Listed records: Begin
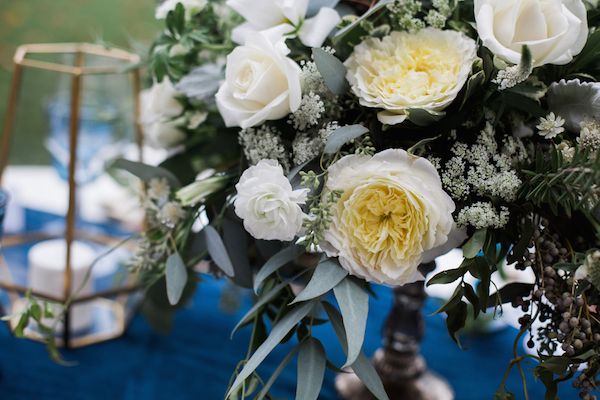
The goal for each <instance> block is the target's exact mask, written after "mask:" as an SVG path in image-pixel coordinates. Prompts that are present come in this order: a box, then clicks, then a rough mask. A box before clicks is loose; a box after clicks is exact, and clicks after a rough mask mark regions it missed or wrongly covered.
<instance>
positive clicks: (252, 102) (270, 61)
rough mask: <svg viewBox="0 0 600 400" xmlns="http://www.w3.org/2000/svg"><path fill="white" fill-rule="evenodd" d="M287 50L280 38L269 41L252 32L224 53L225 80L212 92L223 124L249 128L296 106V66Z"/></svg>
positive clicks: (297, 100) (299, 76)
mask: <svg viewBox="0 0 600 400" xmlns="http://www.w3.org/2000/svg"><path fill="white" fill-rule="evenodd" d="M288 53H289V49H288V48H287V47H286V46H285V43H284V42H283V40H279V41H278V42H276V43H273V42H271V41H270V40H269V39H268V38H267V37H266V36H265V35H263V34H260V33H255V32H252V33H250V34H249V36H248V40H247V41H246V44H245V45H244V46H239V47H237V48H235V49H234V50H233V52H231V54H230V55H229V56H227V67H226V71H225V82H224V83H223V84H222V85H221V87H220V88H219V91H218V92H217V95H216V100H217V106H218V108H219V112H220V113H221V116H222V117H223V119H224V120H225V124H226V125H227V126H230V127H231V126H239V127H241V128H243V129H245V128H250V127H252V126H256V125H260V124H262V123H263V122H265V121H268V120H277V119H281V118H283V117H285V116H286V115H288V114H289V113H290V112H293V111H296V110H297V109H298V107H300V100H301V99H302V90H301V88H300V67H299V66H298V64H296V63H295V62H294V61H293V60H292V59H290V58H288V57H286V56H287V54H288Z"/></svg>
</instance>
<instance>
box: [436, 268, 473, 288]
mask: <svg viewBox="0 0 600 400" xmlns="http://www.w3.org/2000/svg"><path fill="white" fill-rule="evenodd" d="M466 273H467V268H466V267H464V266H463V267H459V268H456V269H449V270H446V271H442V272H440V273H439V274H437V275H435V276H434V277H432V278H431V279H430V280H429V281H427V286H431V285H440V284H446V283H452V282H454V281H456V280H457V279H460V278H462V277H463V276H464V274H466Z"/></svg>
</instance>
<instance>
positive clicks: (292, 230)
mask: <svg viewBox="0 0 600 400" xmlns="http://www.w3.org/2000/svg"><path fill="white" fill-rule="evenodd" d="M235 188H236V190H237V198H236V200H235V213H236V214H237V215H238V217H240V218H241V219H243V220H244V227H245V228H246V230H247V231H248V232H249V233H250V234H251V235H252V236H254V237H255V238H256V239H263V240H281V241H290V240H293V239H294V238H295V237H296V236H297V235H298V233H299V232H300V231H301V229H302V222H303V221H304V217H305V214H304V213H303V212H302V208H300V204H304V202H305V201H306V196H307V193H308V190H306V189H302V190H293V189H292V185H291V184H290V182H289V181H288V179H287V178H286V177H285V175H284V174H283V168H282V167H281V165H279V163H278V162H277V161H274V160H262V161H260V162H259V163H258V164H256V165H255V166H253V167H250V168H248V169H247V170H246V171H244V173H243V174H242V177H241V178H240V181H239V183H238V184H237V185H236V186H235Z"/></svg>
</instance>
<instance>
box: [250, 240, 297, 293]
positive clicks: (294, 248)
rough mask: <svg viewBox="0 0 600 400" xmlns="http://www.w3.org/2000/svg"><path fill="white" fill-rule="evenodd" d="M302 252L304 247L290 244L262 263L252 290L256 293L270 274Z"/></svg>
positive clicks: (258, 271)
mask: <svg viewBox="0 0 600 400" xmlns="http://www.w3.org/2000/svg"><path fill="white" fill-rule="evenodd" d="M303 252H304V248H303V247H302V246H298V245H292V246H288V247H285V248H283V249H282V250H280V251H279V252H278V253H276V254H275V255H274V256H273V257H271V258H270V259H269V261H267V262H266V263H265V265H263V267H262V268H261V269H260V270H259V271H258V273H257V274H256V278H254V292H255V293H258V289H260V287H261V285H262V284H263V282H264V281H265V279H267V278H268V277H269V276H271V274H273V273H275V272H276V271H277V270H278V269H280V268H281V267H283V266H285V265H286V264H287V263H289V262H291V261H293V260H294V259H295V258H296V257H298V256H299V255H300V254H302V253H303Z"/></svg>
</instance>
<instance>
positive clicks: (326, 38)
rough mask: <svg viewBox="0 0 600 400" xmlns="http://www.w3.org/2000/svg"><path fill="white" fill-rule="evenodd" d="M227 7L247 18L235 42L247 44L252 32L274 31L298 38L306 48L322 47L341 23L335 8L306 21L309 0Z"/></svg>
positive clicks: (235, 5) (338, 14)
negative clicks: (323, 43) (246, 42)
mask: <svg viewBox="0 0 600 400" xmlns="http://www.w3.org/2000/svg"><path fill="white" fill-rule="evenodd" d="M227 5H229V6H230V7H231V8H233V9H234V10H235V11H236V12H237V13H238V14H240V15H241V16H242V17H244V18H245V19H246V23H244V24H242V25H240V26H239V27H237V28H236V29H234V31H233V40H234V41H236V42H237V43H244V42H245V38H246V35H247V33H248V32H251V31H270V32H276V34H278V35H288V36H294V35H296V34H297V35H298V37H299V38H300V40H301V41H302V43H303V44H304V45H305V46H308V47H319V46H321V45H322V44H323V42H324V41H325V39H327V36H328V35H329V34H330V33H331V31H332V30H333V29H334V28H335V26H336V25H337V24H338V23H339V22H340V21H341V19H340V16H339V14H338V13H337V11H335V10H334V9H333V8H330V7H321V9H320V10H319V12H318V13H317V15H316V16H314V17H312V18H308V19H305V17H306V12H307V10H308V0H260V1H255V0H228V1H227Z"/></svg>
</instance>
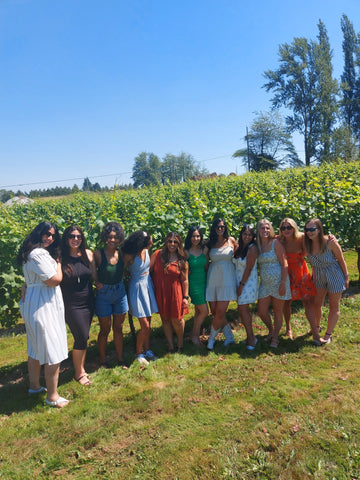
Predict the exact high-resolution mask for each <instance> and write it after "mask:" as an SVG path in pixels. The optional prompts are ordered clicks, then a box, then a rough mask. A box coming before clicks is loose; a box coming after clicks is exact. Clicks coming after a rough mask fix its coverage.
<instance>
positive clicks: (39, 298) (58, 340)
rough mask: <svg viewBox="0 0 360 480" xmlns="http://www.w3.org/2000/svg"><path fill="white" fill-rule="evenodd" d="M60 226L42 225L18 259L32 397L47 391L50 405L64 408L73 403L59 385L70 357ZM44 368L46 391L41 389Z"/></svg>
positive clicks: (41, 224) (46, 401)
mask: <svg viewBox="0 0 360 480" xmlns="http://www.w3.org/2000/svg"><path fill="white" fill-rule="evenodd" d="M59 243H60V237H59V232H58V230H57V227H56V226H55V225H54V224H52V223H50V222H41V223H40V224H39V225H38V226H37V227H35V228H34V230H33V231H32V232H31V233H30V235H29V236H28V237H26V239H25V240H24V243H23V244H22V246H21V248H20V251H19V255H18V260H19V262H20V263H21V264H22V267H23V272H24V277H25V282H26V292H25V294H24V295H23V299H22V300H21V302H20V310H21V315H22V318H23V320H24V322H25V328H26V336H27V349H28V368H29V383H30V385H29V387H30V388H29V394H38V393H41V392H45V391H47V397H46V404H47V405H49V406H51V407H56V408H62V407H64V406H65V405H67V403H68V402H69V401H68V400H66V399H65V398H62V397H60V395H59V393H58V391H57V386H58V379H59V371H60V363H61V361H62V360H65V359H66V358H67V356H68V348H67V338H66V326H65V314H64V303H63V298H62V294H61V289H60V286H59V285H60V282H61V280H62V270H61V263H60V261H59V260H60V259H59V249H58V246H59ZM41 365H44V371H45V383H46V388H44V387H41V386H40V370H41Z"/></svg>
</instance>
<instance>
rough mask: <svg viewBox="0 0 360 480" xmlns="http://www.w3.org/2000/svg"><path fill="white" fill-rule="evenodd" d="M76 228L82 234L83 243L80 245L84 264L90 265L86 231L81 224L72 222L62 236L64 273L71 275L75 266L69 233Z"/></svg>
mask: <svg viewBox="0 0 360 480" xmlns="http://www.w3.org/2000/svg"><path fill="white" fill-rule="evenodd" d="M76 230H77V231H78V232H79V233H80V235H81V243H80V245H79V250H80V253H81V260H82V261H83V263H84V265H86V266H87V267H89V266H90V261H89V258H88V256H87V254H86V240H85V237H84V232H83V231H82V229H81V228H80V227H79V225H75V224H72V225H70V226H69V227H67V228H66V229H65V230H64V233H63V234H62V237H61V265H62V270H63V273H64V275H66V276H70V275H71V273H72V271H73V267H72V265H71V263H70V245H69V235H70V234H71V233H72V232H75V231H76Z"/></svg>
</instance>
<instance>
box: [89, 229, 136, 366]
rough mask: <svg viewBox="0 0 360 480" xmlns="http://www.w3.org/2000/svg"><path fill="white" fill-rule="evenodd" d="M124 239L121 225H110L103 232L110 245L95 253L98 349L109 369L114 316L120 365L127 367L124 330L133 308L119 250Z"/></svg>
mask: <svg viewBox="0 0 360 480" xmlns="http://www.w3.org/2000/svg"><path fill="white" fill-rule="evenodd" d="M124 238H125V234H124V230H123V228H122V226H121V225H120V224H119V223H117V222H108V223H107V224H106V225H105V226H104V228H103V230H102V232H101V241H102V242H103V243H104V244H105V245H106V246H105V248H102V249H100V250H96V251H95V252H94V259H95V265H96V274H97V279H96V282H95V285H96V289H97V295H96V304H95V311H96V315H97V316H98V317H99V322H100V332H99V335H98V348H99V355H100V363H101V366H102V367H106V368H108V367H109V365H108V363H107V362H106V346H107V340H108V336H109V333H110V330H111V317H112V319H113V321H112V328H113V334H114V345H115V350H116V356H117V362H118V365H120V366H122V367H123V368H126V366H125V364H124V359H123V331H122V328H123V323H124V320H125V315H126V312H127V311H128V309H129V307H128V301H127V296H126V291H125V286H124V282H123V273H124V262H123V259H122V257H121V253H120V251H119V246H120V244H121V243H122V242H123V241H124Z"/></svg>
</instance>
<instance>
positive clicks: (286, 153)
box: [233, 112, 301, 171]
mask: <svg viewBox="0 0 360 480" xmlns="http://www.w3.org/2000/svg"><path fill="white" fill-rule="evenodd" d="M244 140H245V142H246V144H247V147H246V148H244V149H240V150H237V151H236V152H235V153H234V154H233V157H235V158H242V159H243V164H244V165H245V166H246V167H247V168H248V169H249V170H251V171H261V170H274V169H276V168H279V167H282V166H285V165H291V166H299V165H301V161H300V159H299V157H298V156H297V153H296V151H295V148H294V145H293V143H292V141H291V135H290V134H289V133H288V131H287V128H286V126H285V124H284V121H283V119H282V117H281V115H280V114H279V113H278V112H272V113H262V112H260V113H258V114H257V116H256V118H255V120H254V121H253V123H252V124H251V126H250V130H249V132H248V134H247V135H246V136H245V138H244Z"/></svg>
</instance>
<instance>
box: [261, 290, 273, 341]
mask: <svg viewBox="0 0 360 480" xmlns="http://www.w3.org/2000/svg"><path fill="white" fill-rule="evenodd" d="M270 302H271V297H265V298H259V300H258V311H257V314H258V315H259V317H260V318H261V320H262V321H263V322H264V323H265V325H266V326H267V328H268V330H269V333H268V335H267V338H266V340H271V338H272V335H273V330H274V328H273V325H272V321H271V317H270V314H269V307H270Z"/></svg>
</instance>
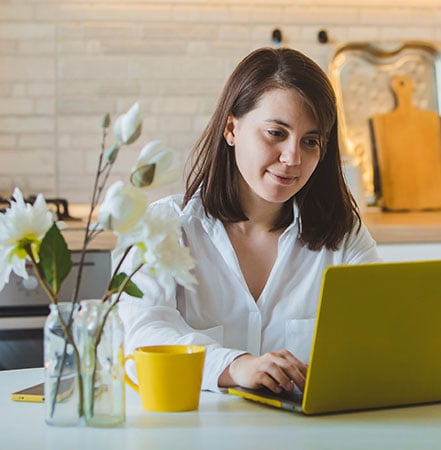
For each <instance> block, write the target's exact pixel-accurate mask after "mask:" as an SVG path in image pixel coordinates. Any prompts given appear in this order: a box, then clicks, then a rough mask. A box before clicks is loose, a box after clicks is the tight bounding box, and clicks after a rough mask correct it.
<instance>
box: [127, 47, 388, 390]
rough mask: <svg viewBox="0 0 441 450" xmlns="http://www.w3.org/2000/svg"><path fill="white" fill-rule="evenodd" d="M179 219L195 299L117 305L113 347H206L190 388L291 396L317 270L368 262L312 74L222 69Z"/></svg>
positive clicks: (249, 64)
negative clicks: (173, 346) (284, 394)
mask: <svg viewBox="0 0 441 450" xmlns="http://www.w3.org/2000/svg"><path fill="white" fill-rule="evenodd" d="M192 161H193V162H192V164H191V166H190V171H189V175H188V178H187V187H186V192H185V195H184V197H181V196H173V197H169V198H167V199H163V200H161V201H159V202H157V203H156V204H154V205H153V206H152V207H154V208H166V209H173V210H174V211H176V213H177V214H179V215H180V219H181V224H182V230H183V234H184V236H185V240H186V244H187V245H188V246H189V248H190V250H191V253H192V255H193V257H194V258H195V260H196V269H195V271H194V275H195V277H196V278H197V280H198V285H197V286H196V289H195V292H190V291H188V290H184V289H183V288H182V287H180V286H177V287H176V289H175V291H174V295H173V296H171V297H166V296H165V294H164V292H163V290H161V288H160V287H159V286H158V285H157V284H156V283H155V281H154V279H153V278H152V277H150V276H149V275H148V273H147V271H145V272H143V273H140V274H138V275H137V277H136V278H135V279H134V281H135V282H136V284H137V285H138V287H139V288H140V289H141V290H142V291H143V292H148V293H149V295H148V296H146V297H145V299H143V300H141V301H140V300H137V299H130V298H126V299H124V301H123V302H122V303H121V305H120V314H121V316H122V318H123V321H124V325H125V329H126V347H127V351H129V352H131V351H132V350H133V348H135V347H139V346H143V345H152V344H172V343H173V344H199V345H205V346H206V347H207V355H206V363H205V369H204V378H203V384H202V387H203V389H210V390H218V389H219V388H223V387H228V386H233V385H242V386H245V387H249V388H257V387H261V386H265V387H267V388H269V389H271V390H272V391H274V392H280V391H282V390H291V389H293V385H294V384H295V385H297V386H298V387H299V388H300V389H303V388H304V383H305V375H306V372H307V363H308V359H309V352H310V348H311V342H312V333H313V328H314V322H315V316H316V309H317V300H318V297H319V292H320V285H321V278H322V273H323V270H324V269H325V268H326V267H327V266H329V265H336V264H356V263H367V262H375V261H378V260H379V257H378V254H377V251H376V248H375V242H374V241H373V240H372V238H371V237H370V235H369V233H368V232H367V230H366V228H365V227H364V225H363V224H362V223H361V221H360V217H359V214H358V212H357V207H356V204H355V202H354V200H353V198H352V196H351V195H350V193H349V192H348V190H347V188H346V185H345V182H344V180H343V176H342V170H341V165H340V155H339V148H338V132H337V118H336V102H335V96H334V93H333V90H332V87H331V84H330V82H329V80H328V78H327V77H326V75H325V73H324V72H323V71H322V70H321V69H320V67H319V66H318V65H317V64H315V63H314V62H313V61H312V60H310V59H309V58H307V57H306V56H305V55H303V54H301V53H299V52H297V51H295V50H291V49H259V50H256V51H254V52H253V53H251V54H250V55H249V56H247V57H246V58H245V59H244V60H243V61H242V62H241V63H240V64H239V65H238V67H237V68H236V69H235V70H234V72H233V73H232V75H231V76H230V78H229V80H228V81H227V83H226V86H225V88H224V90H223V92H222V94H221V96H220V99H219V102H218V105H217V107H216V110H215V112H214V114H213V116H212V118H211V120H210V122H209V124H208V126H207V128H206V130H205V131H204V133H203V135H202V137H201V138H200V140H199V141H198V143H197V144H196V147H195V149H194V152H193V159H192Z"/></svg>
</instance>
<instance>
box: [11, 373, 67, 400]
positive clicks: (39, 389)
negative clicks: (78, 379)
mask: <svg viewBox="0 0 441 450" xmlns="http://www.w3.org/2000/svg"><path fill="white" fill-rule="evenodd" d="M73 388H74V379H73V378H70V379H67V380H62V381H61V383H60V390H59V393H58V395H57V401H62V400H64V399H66V398H67V397H69V396H70V395H71V394H72V392H73ZM11 399H12V400H14V401H16V402H38V403H42V402H44V383H39V384H35V385H34V386H29V387H27V388H24V389H21V390H19V391H16V392H13V393H12V394H11Z"/></svg>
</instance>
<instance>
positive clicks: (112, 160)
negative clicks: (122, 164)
mask: <svg viewBox="0 0 441 450" xmlns="http://www.w3.org/2000/svg"><path fill="white" fill-rule="evenodd" d="M120 148H121V147H120V146H119V145H118V144H113V145H112V147H110V148H109V149H108V150H107V151H106V153H105V155H104V160H105V161H106V162H107V163H109V164H113V163H114V162H115V161H116V157H117V156H118V152H119V149H120Z"/></svg>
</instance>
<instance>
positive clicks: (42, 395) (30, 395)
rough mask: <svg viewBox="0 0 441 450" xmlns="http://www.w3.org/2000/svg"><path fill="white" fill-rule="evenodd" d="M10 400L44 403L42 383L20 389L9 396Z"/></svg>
mask: <svg viewBox="0 0 441 450" xmlns="http://www.w3.org/2000/svg"><path fill="white" fill-rule="evenodd" d="M11 399H12V400H15V401H16V402H39V403H41V402H44V383H39V384H35V385H34V386H30V387H27V388H25V389H21V390H19V391H17V392H13V393H12V394H11Z"/></svg>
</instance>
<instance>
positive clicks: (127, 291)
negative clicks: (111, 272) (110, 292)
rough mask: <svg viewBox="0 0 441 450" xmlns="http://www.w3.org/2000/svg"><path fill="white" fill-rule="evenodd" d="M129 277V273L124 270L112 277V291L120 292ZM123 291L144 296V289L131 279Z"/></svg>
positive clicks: (115, 292)
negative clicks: (120, 290)
mask: <svg viewBox="0 0 441 450" xmlns="http://www.w3.org/2000/svg"><path fill="white" fill-rule="evenodd" d="M127 278H128V277H127V275H126V274H125V273H123V272H122V273H118V274H117V275H116V276H114V277H113V279H112V283H111V285H110V292H111V293H117V292H119V291H120V290H121V289H122V287H123V285H124V283H125V282H126V280H127ZM122 291H123V292H125V293H126V294H129V295H131V296H132V297H136V298H142V296H143V294H142V291H141V290H140V289H139V288H138V286H136V284H135V283H134V282H133V281H131V280H129V281H128V282H127V284H126V286H125V287H124V289H122Z"/></svg>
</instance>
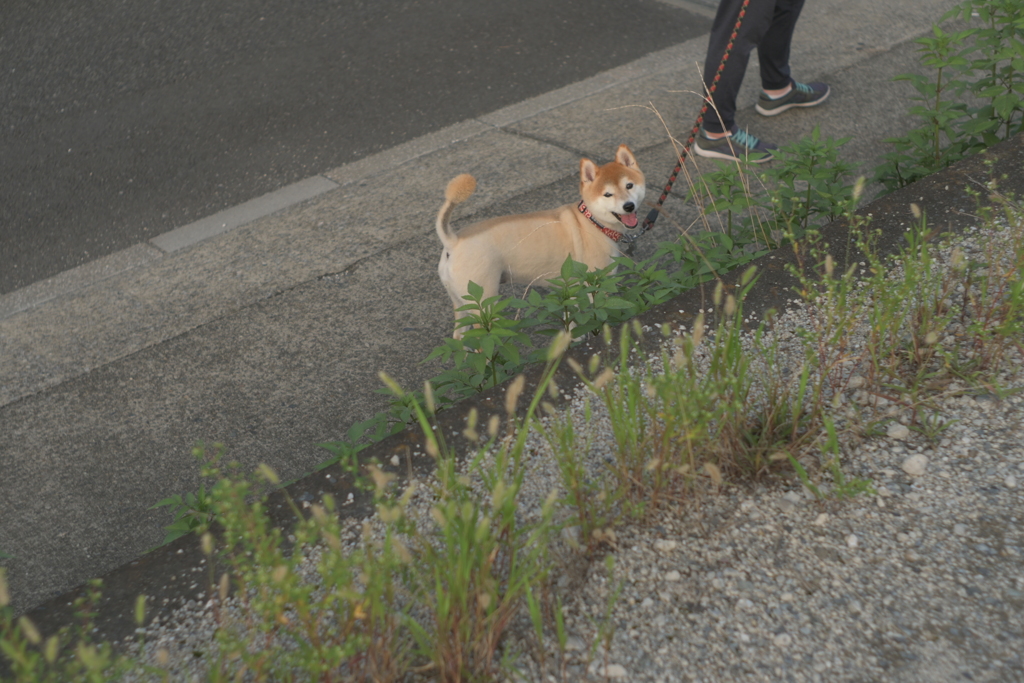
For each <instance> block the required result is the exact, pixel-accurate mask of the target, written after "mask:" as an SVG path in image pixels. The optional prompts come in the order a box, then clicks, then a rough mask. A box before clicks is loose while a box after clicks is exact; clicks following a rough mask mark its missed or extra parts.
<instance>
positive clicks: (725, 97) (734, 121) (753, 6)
mask: <svg viewBox="0 0 1024 683" xmlns="http://www.w3.org/2000/svg"><path fill="white" fill-rule="evenodd" d="M742 4H743V0H721V2H720V3H719V5H718V13H717V14H716V15H715V23H714V24H713V25H712V28H711V40H710V41H709V43H708V58H707V61H705V73H703V77H705V85H706V86H707V87H708V88H711V86H712V81H713V80H714V78H715V74H716V73H717V72H718V67H719V65H720V63H721V62H722V55H723V54H724V53H725V46H726V45H727V44H728V43H729V37H730V36H731V35H732V30H733V28H734V27H735V25H736V16H738V14H739V8H740V7H741V6H742ZM803 8H804V0H751V4H750V5H749V6H748V7H746V14H744V15H743V23H742V26H740V28H739V33H738V35H737V36H736V39H735V41H734V42H733V45H732V51H731V52H730V53H729V59H728V61H726V62H725V71H723V72H722V78H721V79H719V82H718V87H717V88H716V89H715V93H714V94H713V95H712V98H713V99H714V101H715V106H714V108H709V109H708V113H707V114H706V115H705V123H703V125H705V130H707V131H708V132H711V133H724V132H725V131H727V130H732V126H733V125H734V123H735V121H734V119H735V116H736V93H738V92H739V86H740V84H741V83H742V82H743V75H744V74H745V73H746V62H748V61H750V58H751V52H752V51H753V50H754V48H755V47H757V48H758V58H759V59H760V61H761V87H762V88H764V89H766V90H780V89H782V88H784V87H785V86H787V85H790V82H791V80H792V79H791V78H790V44H791V43H792V42H793V31H794V29H795V28H796V27H797V19H798V18H800V10H801V9H803ZM705 94H707V93H705ZM715 110H717V113H716V111H715Z"/></svg>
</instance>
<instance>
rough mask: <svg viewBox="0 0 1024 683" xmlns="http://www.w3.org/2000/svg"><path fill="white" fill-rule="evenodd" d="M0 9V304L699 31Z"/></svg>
Listed records: End
Problem statement >> Reproduce only the lines above spanning from the line containing "negative clicks: (122, 164)" through the line containing "positive clicks: (115, 292)", word for word.

Answer >>
negative clicks: (122, 164)
mask: <svg viewBox="0 0 441 450" xmlns="http://www.w3.org/2000/svg"><path fill="white" fill-rule="evenodd" d="M120 148H121V147H120V146H119V145H118V144H113V145H112V147H110V148H109V149H108V150H107V151H106V153H105V155H104V160H105V161H106V162H107V163H109V164H113V163H114V162H115V161H116V157H117V156H118V152H119V149H120Z"/></svg>
</instance>
<instance>
positive clicks: (42, 395) (30, 395)
rough mask: <svg viewBox="0 0 441 450" xmlns="http://www.w3.org/2000/svg"><path fill="white" fill-rule="evenodd" d="M10 400L44 403L42 383L20 389L9 396Z"/></svg>
mask: <svg viewBox="0 0 441 450" xmlns="http://www.w3.org/2000/svg"><path fill="white" fill-rule="evenodd" d="M11 399H12V400H15V401H16V402H39V403H41V402H44V383H39V384H35V385H34V386H30V387H27V388H25V389H21V390H19V391H17V392H13V393H12V394H11Z"/></svg>
</instance>
<instance>
positive clicks: (127, 291)
negative clicks: (111, 272) (110, 292)
rough mask: <svg viewBox="0 0 441 450" xmlns="http://www.w3.org/2000/svg"><path fill="white" fill-rule="evenodd" d="M129 277V273L124 270L112 277V291L120 292ZM123 291L144 296V289L131 279Z"/></svg>
positive clicks: (115, 292)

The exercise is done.